**Given task:**
Reproduce all of the rows below character for character, with no line changed.

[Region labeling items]

**********

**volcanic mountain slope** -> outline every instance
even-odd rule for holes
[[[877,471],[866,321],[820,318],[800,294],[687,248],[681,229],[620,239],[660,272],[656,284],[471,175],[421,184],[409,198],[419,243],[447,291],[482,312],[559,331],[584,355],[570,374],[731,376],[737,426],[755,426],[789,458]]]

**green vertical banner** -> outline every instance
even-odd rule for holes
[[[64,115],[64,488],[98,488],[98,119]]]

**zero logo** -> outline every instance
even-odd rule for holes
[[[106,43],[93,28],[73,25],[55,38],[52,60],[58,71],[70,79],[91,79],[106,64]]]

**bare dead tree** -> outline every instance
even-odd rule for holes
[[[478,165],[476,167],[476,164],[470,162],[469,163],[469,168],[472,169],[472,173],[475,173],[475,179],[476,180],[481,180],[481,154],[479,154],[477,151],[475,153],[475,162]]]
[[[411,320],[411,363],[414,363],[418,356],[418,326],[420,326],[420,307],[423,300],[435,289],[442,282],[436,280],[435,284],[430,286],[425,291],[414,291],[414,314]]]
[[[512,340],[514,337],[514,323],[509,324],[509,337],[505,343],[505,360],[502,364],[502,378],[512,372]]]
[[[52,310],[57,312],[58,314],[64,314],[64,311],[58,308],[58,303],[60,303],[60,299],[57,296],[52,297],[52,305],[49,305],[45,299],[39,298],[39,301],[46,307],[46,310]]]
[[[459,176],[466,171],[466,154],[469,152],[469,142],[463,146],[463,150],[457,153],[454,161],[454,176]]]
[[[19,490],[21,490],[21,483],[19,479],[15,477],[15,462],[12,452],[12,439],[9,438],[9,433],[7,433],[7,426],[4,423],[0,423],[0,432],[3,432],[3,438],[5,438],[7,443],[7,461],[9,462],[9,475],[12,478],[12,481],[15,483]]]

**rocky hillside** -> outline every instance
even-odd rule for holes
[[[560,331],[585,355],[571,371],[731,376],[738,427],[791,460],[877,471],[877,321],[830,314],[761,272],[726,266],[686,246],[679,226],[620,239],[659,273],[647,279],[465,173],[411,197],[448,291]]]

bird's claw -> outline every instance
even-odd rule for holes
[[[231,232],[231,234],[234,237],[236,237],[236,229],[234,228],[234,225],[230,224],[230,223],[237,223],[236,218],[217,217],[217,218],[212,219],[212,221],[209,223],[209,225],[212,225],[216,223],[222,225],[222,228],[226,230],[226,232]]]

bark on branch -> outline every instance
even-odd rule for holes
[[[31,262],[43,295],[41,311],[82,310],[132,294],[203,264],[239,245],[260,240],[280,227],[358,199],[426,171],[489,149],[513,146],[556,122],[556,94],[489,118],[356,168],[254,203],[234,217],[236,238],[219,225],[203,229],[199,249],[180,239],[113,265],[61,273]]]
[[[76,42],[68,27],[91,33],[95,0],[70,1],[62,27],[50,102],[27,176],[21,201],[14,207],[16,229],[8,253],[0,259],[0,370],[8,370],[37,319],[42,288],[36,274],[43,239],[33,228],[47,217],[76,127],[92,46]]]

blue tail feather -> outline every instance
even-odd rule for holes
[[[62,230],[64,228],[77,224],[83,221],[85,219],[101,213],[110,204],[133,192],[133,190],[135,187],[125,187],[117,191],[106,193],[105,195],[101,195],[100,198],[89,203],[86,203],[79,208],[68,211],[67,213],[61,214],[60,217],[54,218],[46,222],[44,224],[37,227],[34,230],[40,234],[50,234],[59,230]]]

**********

**The result:**
**volcanic mountain slope** -> outline every instance
even-odd rule for holes
[[[877,471],[866,321],[820,318],[800,294],[687,248],[681,229],[620,239],[660,272],[656,284],[471,175],[421,184],[409,198],[419,243],[447,291],[482,312],[559,331],[584,355],[570,374],[731,376],[737,426],[755,426],[789,458]]]

**green vertical banner** -> outline every instance
even-odd rule for holes
[[[64,115],[64,488],[98,488],[98,119]]]

**zero logo** -> outline every instance
even-odd rule for holes
[[[106,43],[93,28],[73,25],[55,38],[52,60],[58,71],[70,79],[91,79],[106,64]]]

**bare dead tree** -> outline every instance
even-odd rule for holes
[[[478,165],[476,167],[476,164],[470,162],[469,163],[469,168],[472,169],[472,173],[475,173],[475,179],[476,180],[481,180],[481,154],[479,154],[477,151],[475,153],[475,162]]]
[[[411,320],[411,363],[414,363],[418,356],[418,326],[420,326],[420,307],[423,300],[435,289],[442,282],[436,280],[435,284],[430,286],[425,291],[414,291],[414,314]]]
[[[512,340],[514,337],[514,323],[509,324],[509,337],[505,343],[505,360],[502,364],[502,378],[512,372]]]
[[[52,310],[57,312],[58,314],[64,314],[64,311],[58,308],[58,303],[60,303],[60,299],[57,296],[52,297],[52,305],[49,305],[45,299],[39,298],[39,301],[46,307],[46,310]]]
[[[459,176],[466,171],[466,154],[469,152],[469,142],[463,146],[463,150],[457,153],[454,161],[454,176]]]
[[[19,490],[21,490],[21,483],[19,479],[15,477],[15,462],[12,452],[12,439],[9,438],[9,433],[7,433],[7,426],[4,423],[0,423],[0,432],[3,432],[3,438],[5,438],[7,443],[7,461],[9,462],[9,475],[12,478],[12,481],[15,483]]]

**rocky hillside** -> outline every instance
even-odd rule for holes
[[[560,331],[585,355],[571,371],[731,376],[738,427],[791,460],[877,471],[877,321],[830,314],[761,272],[726,266],[686,246],[679,226],[620,239],[659,273],[647,279],[465,173],[411,197],[448,291]]]

bird's claw -> outline every instance
even-odd rule for holes
[[[231,232],[231,234],[234,237],[236,237],[236,229],[234,228],[234,225],[230,224],[230,223],[237,223],[236,218],[217,217],[217,218],[212,219],[212,221],[209,223],[209,225],[212,225],[216,223],[222,225],[222,228],[226,230],[226,232]]]

bark on branch -> outline every instance
even-odd rule for holes
[[[31,262],[43,295],[41,311],[82,310],[132,294],[203,264],[239,245],[260,240],[280,227],[358,199],[426,171],[489,149],[513,146],[556,122],[556,94],[489,118],[356,168],[254,203],[234,217],[236,238],[219,225],[203,229],[199,249],[180,239],[113,265],[61,273]]]
[[[76,42],[68,27],[91,33],[95,0],[70,1],[62,27],[50,102],[27,176],[21,201],[14,207],[16,229],[8,253],[0,259],[0,370],[8,370],[37,319],[42,288],[36,274],[43,239],[33,228],[47,217],[76,127],[92,46]]]

blue tail feather -> outline every instance
even-odd rule for holes
[[[62,230],[64,228],[77,224],[83,221],[85,219],[101,213],[110,204],[133,192],[133,190],[135,187],[125,187],[117,191],[106,193],[105,195],[101,195],[100,198],[89,203],[86,203],[79,208],[68,211],[67,213],[61,214],[60,217],[54,218],[46,222],[44,224],[37,227],[34,230],[40,234],[50,234],[59,230]]]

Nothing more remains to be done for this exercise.